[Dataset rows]

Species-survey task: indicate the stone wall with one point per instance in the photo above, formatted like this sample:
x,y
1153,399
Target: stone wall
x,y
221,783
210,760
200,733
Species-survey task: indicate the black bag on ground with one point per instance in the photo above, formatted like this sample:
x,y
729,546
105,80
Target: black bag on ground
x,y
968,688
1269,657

* OBJECTIVE:
Rewrite every line of the data above as a single numbered list, omitting any blank lines.

* RESULT OF THIS EXERCISE:
1. Species-survey task: indicate the stone wall with one point per instance in the photo above, formatted like this sample:
2. x,y
3. 1153,399
4. Target: stone wall
5. x,y
6. 221,783
7. 210,760
8. 200,733
9. Species-survey task: indicate the black bag on ground with one point per instance in the photo above, formatted like this sample:
10. x,y
11. 729,546
12. 105,80
13. Target: black bag on ground
14. x,y
15. 968,688
16. 1269,657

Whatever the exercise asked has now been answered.